Il était sans doute bon pour la « respiration » de notre démocratie que surviennent ces alternances du régime institutionnel lui-même. Car elles permettent aux Français de choisir selon l'idée qu'ils se font de ce qui peut être la meilleure formule du moment.
Et ce que nous avons vécu trois fois en 1986, 1993 et depuis 1997 nous permet de voir les choses plus clairement : chacune des deux lectures, nous le savons, a évidemment ses avantages et ses inconvénients.
Ainsi, je tire de ces périodes successives depuis 1958 que, de même que le régime d'assemblée finit toujours par tuer le régime parlementaire, la lecture « présidentielle », si elle se prolonge trop, peut avoir tendance à remettre en cause la réalité du régime parlementaire maintenu clairement par les Français en 1958. Mais je tire aussi la conclusion, et je crois que ce que j'ai appris « sur le tas » en 1986 et 1993 m'y autorise, qu'il existe une très grande différence de nature pour ce qui est de la lecture « parlementaire » elle-même - ce qu'on appelle aujourd'hui la « cohabitation » - selon qu'elle dure deux ans ou cinq ans.

####################

CONSIGNES
**A)** Traduisez en anglais la phrase suivante de l'extrait sur la cohabitation : « Car elles permettent aux Français de choisir selon l'idée qu'ils se font de ce qui peut être la meilleure formule du moment. »
**B)** Poursuivez l'extrait sur la cohabitation à partir de sa dernière phrase.

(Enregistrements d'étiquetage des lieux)
####################

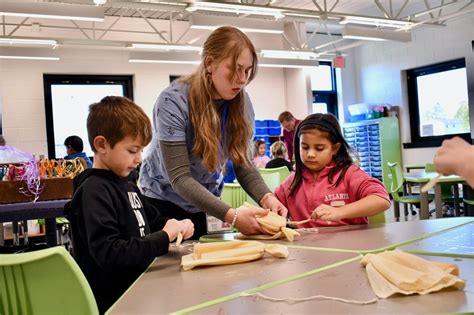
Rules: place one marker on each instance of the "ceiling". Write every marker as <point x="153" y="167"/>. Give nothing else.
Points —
<point x="168" y="21"/>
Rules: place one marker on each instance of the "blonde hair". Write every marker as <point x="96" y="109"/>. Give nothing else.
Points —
<point x="278" y="150"/>
<point x="258" y="143"/>
<point x="225" y="42"/>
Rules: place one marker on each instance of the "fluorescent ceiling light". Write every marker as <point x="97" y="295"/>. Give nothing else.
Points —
<point x="285" y="63"/>
<point x="165" y="57"/>
<point x="362" y="20"/>
<point x="244" y="24"/>
<point x="27" y="41"/>
<point x="362" y="33"/>
<point x="235" y="8"/>
<point x="52" y="11"/>
<point x="28" y="53"/>
<point x="289" y="54"/>
<point x="167" y="47"/>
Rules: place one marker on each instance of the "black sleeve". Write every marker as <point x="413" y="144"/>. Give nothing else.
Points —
<point x="111" y="246"/>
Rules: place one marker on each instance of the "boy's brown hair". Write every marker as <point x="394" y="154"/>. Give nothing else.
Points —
<point x="115" y="118"/>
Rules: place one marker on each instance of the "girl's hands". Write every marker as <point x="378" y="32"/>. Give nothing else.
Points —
<point x="187" y="228"/>
<point x="173" y="227"/>
<point x="327" y="213"/>
<point x="271" y="202"/>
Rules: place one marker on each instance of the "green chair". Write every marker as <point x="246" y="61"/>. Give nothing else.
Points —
<point x="447" y="194"/>
<point x="396" y="191"/>
<point x="47" y="281"/>
<point x="377" y="218"/>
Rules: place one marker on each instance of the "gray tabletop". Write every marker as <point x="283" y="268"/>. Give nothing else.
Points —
<point x="366" y="238"/>
<point x="455" y="242"/>
<point x="164" y="288"/>
<point x="349" y="281"/>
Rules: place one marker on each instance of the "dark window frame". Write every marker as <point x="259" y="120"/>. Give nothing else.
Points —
<point x="64" y="79"/>
<point x="328" y="97"/>
<point x="417" y="141"/>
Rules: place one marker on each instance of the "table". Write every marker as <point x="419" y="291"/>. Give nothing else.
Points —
<point x="309" y="270"/>
<point x="48" y="210"/>
<point x="421" y="178"/>
<point x="410" y="167"/>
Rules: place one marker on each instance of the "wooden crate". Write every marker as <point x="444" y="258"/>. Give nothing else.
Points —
<point x="54" y="188"/>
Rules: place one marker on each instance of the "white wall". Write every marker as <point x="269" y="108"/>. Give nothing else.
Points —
<point x="379" y="69"/>
<point x="21" y="89"/>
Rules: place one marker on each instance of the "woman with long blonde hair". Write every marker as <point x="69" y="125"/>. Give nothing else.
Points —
<point x="201" y="121"/>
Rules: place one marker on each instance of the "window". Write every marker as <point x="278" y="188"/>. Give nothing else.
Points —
<point x="323" y="85"/>
<point x="438" y="103"/>
<point x="67" y="100"/>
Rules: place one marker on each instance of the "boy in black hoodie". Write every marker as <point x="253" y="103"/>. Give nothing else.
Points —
<point x="116" y="234"/>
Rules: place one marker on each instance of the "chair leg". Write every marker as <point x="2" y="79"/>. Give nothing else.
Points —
<point x="405" y="210"/>
<point x="396" y="210"/>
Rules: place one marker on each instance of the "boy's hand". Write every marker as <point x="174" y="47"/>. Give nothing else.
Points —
<point x="172" y="228"/>
<point x="187" y="228"/>
<point x="246" y="222"/>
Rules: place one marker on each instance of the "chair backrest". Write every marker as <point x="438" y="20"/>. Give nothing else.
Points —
<point x="377" y="218"/>
<point x="47" y="281"/>
<point x="233" y="194"/>
<point x="397" y="179"/>
<point x="273" y="180"/>
<point x="282" y="172"/>
<point x="429" y="167"/>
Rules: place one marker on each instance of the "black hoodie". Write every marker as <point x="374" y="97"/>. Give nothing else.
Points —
<point x="116" y="234"/>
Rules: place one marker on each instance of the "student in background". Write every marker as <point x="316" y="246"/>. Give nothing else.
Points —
<point x="229" y="173"/>
<point x="278" y="153"/>
<point x="456" y="156"/>
<point x="327" y="186"/>
<point x="201" y="121"/>
<point x="260" y="159"/>
<point x="288" y="123"/>
<point x="116" y="232"/>
<point x="74" y="147"/>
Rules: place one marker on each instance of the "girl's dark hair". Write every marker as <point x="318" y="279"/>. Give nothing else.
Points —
<point x="328" y="124"/>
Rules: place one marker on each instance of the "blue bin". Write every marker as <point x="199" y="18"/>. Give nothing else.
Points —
<point x="274" y="131"/>
<point x="273" y="123"/>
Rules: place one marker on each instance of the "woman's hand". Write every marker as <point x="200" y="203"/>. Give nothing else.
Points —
<point x="246" y="221"/>
<point x="271" y="202"/>
<point x="327" y="213"/>
<point x="172" y="228"/>
<point x="187" y="228"/>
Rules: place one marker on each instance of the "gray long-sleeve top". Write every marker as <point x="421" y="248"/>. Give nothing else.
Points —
<point x="170" y="171"/>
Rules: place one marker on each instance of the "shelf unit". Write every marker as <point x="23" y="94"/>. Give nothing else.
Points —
<point x="375" y="142"/>
<point x="267" y="130"/>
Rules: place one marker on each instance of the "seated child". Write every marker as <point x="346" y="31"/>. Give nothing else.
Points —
<point x="74" y="147"/>
<point x="260" y="159"/>
<point x="116" y="234"/>
<point x="279" y="155"/>
<point x="326" y="185"/>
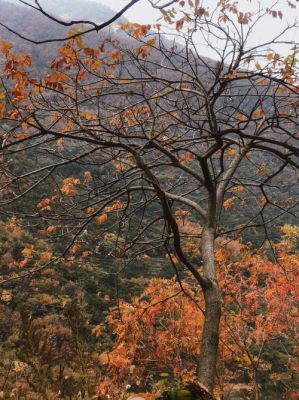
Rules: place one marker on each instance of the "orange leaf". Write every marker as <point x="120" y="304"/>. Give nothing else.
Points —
<point x="102" y="218"/>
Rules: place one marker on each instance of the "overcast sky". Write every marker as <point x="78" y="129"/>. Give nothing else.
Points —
<point x="143" y="13"/>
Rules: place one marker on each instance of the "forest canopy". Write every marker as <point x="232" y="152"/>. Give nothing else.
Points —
<point x="149" y="207"/>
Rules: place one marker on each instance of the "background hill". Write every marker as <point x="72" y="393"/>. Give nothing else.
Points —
<point x="34" y="25"/>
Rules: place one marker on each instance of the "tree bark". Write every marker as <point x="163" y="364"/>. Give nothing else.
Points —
<point x="212" y="296"/>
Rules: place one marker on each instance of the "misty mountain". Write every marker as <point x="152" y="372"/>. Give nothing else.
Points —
<point x="32" y="24"/>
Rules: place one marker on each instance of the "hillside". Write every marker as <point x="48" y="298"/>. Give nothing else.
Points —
<point x="34" y="25"/>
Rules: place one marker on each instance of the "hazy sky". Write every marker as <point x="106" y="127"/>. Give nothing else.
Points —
<point x="142" y="12"/>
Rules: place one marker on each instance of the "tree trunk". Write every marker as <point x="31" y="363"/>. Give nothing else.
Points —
<point x="212" y="296"/>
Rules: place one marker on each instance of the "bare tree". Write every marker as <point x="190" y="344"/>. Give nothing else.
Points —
<point x="90" y="26"/>
<point x="158" y="132"/>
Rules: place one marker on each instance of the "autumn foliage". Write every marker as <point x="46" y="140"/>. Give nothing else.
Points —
<point x="158" y="332"/>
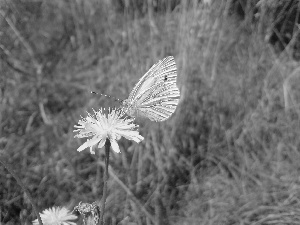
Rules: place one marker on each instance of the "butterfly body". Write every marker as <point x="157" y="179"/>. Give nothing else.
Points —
<point x="156" y="95"/>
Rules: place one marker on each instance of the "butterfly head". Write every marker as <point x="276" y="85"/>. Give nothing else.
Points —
<point x="128" y="108"/>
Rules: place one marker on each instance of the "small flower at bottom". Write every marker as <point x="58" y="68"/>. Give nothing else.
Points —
<point x="56" y="216"/>
<point x="100" y="127"/>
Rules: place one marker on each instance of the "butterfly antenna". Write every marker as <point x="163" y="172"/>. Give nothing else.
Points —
<point x="116" y="99"/>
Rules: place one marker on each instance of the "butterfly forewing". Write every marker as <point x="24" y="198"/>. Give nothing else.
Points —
<point x="156" y="95"/>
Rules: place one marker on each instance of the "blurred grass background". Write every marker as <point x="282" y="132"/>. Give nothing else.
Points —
<point x="229" y="154"/>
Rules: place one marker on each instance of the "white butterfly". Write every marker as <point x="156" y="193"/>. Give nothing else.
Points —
<point x="156" y="95"/>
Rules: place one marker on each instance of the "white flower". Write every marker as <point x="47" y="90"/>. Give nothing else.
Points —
<point x="112" y="126"/>
<point x="56" y="216"/>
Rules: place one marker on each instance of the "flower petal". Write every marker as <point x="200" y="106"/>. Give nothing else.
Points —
<point x="115" y="146"/>
<point x="101" y="143"/>
<point x="89" y="143"/>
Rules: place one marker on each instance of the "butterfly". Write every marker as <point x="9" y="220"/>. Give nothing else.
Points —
<point x="156" y="95"/>
<point x="90" y="212"/>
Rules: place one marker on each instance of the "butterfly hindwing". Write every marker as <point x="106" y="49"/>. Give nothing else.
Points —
<point x="156" y="95"/>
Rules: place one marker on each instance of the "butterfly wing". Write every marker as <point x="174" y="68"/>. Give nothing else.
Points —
<point x="156" y="95"/>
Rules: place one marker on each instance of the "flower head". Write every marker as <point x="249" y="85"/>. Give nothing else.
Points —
<point x="100" y="127"/>
<point x="56" y="216"/>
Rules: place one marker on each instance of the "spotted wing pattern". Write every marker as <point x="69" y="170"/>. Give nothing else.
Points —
<point x="156" y="95"/>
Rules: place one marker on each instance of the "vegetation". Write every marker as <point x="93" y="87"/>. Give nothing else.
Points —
<point x="229" y="154"/>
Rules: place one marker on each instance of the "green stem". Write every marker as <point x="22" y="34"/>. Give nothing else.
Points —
<point x="107" y="147"/>
<point x="10" y="170"/>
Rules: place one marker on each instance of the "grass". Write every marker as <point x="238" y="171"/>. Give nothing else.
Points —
<point x="229" y="154"/>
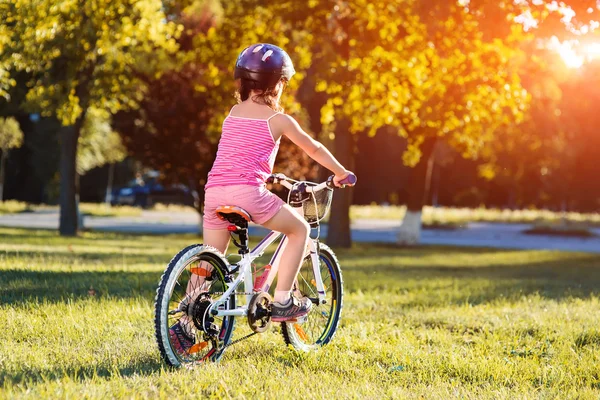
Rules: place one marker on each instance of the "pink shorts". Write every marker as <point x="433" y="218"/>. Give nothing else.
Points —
<point x="258" y="201"/>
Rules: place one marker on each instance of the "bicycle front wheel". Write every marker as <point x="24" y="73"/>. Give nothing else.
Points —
<point x="323" y="320"/>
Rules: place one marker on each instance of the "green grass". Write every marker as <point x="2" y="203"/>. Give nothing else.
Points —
<point x="461" y="216"/>
<point x="13" y="206"/>
<point x="430" y="322"/>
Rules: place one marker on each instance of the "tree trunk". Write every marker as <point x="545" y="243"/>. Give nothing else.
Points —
<point x="338" y="234"/>
<point x="2" y="169"/>
<point x="419" y="182"/>
<point x="69" y="136"/>
<point x="111" y="176"/>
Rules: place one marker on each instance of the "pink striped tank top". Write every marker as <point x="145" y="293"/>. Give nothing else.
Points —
<point x="246" y="153"/>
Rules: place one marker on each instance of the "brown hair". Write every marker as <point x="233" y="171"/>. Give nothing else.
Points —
<point x="266" y="96"/>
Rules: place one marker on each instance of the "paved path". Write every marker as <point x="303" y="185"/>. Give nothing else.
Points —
<point x="477" y="234"/>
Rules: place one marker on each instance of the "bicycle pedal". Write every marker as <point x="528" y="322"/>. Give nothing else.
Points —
<point x="300" y="320"/>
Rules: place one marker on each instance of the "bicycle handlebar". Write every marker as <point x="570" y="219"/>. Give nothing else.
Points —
<point x="288" y="182"/>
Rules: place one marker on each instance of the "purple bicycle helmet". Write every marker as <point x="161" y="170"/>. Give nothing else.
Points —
<point x="264" y="64"/>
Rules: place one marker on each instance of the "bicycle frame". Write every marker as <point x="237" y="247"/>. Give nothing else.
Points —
<point x="245" y="273"/>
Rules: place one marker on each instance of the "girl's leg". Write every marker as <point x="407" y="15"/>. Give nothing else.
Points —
<point x="297" y="231"/>
<point x="219" y="239"/>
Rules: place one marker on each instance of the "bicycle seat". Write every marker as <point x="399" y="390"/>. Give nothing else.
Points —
<point x="236" y="215"/>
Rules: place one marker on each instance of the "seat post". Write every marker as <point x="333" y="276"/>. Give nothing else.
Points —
<point x="242" y="232"/>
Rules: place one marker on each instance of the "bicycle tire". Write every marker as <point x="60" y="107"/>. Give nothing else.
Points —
<point x="309" y="335"/>
<point x="175" y="268"/>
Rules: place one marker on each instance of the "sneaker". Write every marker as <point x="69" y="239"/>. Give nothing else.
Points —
<point x="180" y="339"/>
<point x="293" y="309"/>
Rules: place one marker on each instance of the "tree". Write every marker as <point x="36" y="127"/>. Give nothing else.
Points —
<point x="82" y="54"/>
<point x="11" y="137"/>
<point x="178" y="124"/>
<point x="99" y="145"/>
<point x="361" y="54"/>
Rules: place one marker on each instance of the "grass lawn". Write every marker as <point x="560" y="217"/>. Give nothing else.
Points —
<point x="461" y="216"/>
<point x="431" y="322"/>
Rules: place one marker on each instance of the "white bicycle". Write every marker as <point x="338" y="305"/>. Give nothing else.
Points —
<point x="209" y="306"/>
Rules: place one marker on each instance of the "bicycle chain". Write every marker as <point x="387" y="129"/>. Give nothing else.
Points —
<point x="239" y="340"/>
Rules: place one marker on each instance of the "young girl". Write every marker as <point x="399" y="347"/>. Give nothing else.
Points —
<point x="245" y="158"/>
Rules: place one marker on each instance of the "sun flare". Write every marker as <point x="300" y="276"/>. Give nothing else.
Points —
<point x="575" y="54"/>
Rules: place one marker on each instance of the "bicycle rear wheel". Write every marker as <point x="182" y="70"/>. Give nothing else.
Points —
<point x="181" y="299"/>
<point x="323" y="320"/>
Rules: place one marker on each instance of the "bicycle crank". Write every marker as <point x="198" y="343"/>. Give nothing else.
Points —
<point x="259" y="312"/>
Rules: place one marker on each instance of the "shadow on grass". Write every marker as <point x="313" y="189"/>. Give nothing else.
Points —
<point x="23" y="286"/>
<point x="143" y="367"/>
<point x="442" y="283"/>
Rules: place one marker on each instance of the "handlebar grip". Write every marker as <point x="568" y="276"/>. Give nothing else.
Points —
<point x="349" y="180"/>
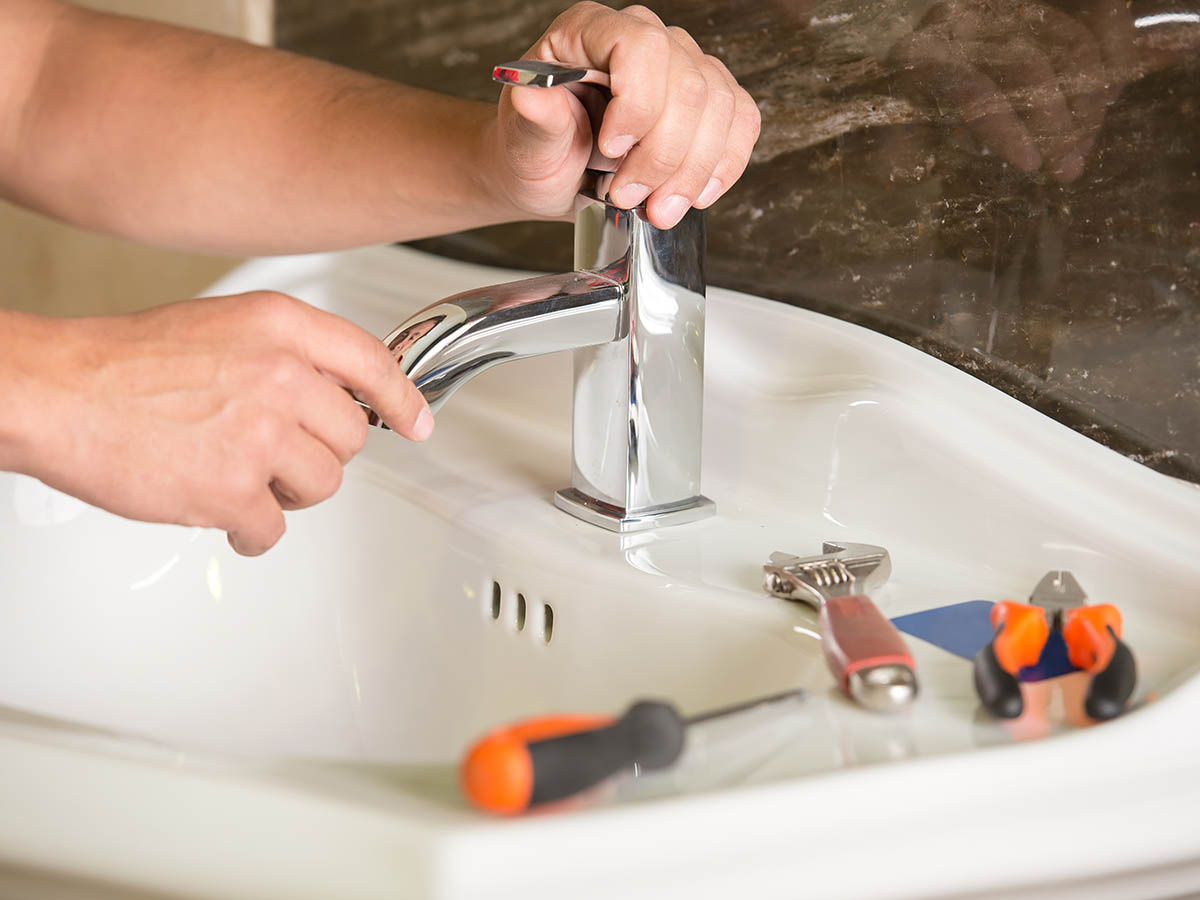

####################

RÉPONSES PAR TÂCHE
**A)** For they allow the French to choose according to their own idea of what may be the best arrangement for the moment.

**B)**
Car, mes chers collègues, qu'on le veuille ou non, et quels que soient les efforts - et nous savons qu'ils ont toujours été réels et grands - des deux principaux responsables de l'exécutif pour faire passer l'intérêt de la France avant tout le reste, nous savons bien que le partage des plus grandes responsabilités nationales entre deux autorités qui n'ont pas la même sensibilité politique et qui ne peuvent donc pas avoir une parfaite identité de vues sur tout oblige à des renoncements ou à des compromis qui peuvent parfois finir, à la longue, par porter un certain préjudice à l'idée que nous avons, les uns et les autres, de l'intérêt national.
M. Pierre Fauchon. C'est le moins qu'on puisse dire !
M. Michel Charasse. Observons les trois périodes de lecture « parlementaire » que le vote des Français a imposées en 1986, 1993 et 1997. L'essentiel, quelles qu'aient pu être les difficultés, notamment du fait de la très vive compétition entre les deux têtes de l'exécutif entre 1986 et 1988, a pu être préservé en 1986 et en 1993, parce que l'élection présidentielle arrivait moins de deux ans plus tard, et ce qu'il faut bien appeler une « parenthèse », au regard de la nature même de la Constitution de 1958, révisée en 1962, était de courte durée.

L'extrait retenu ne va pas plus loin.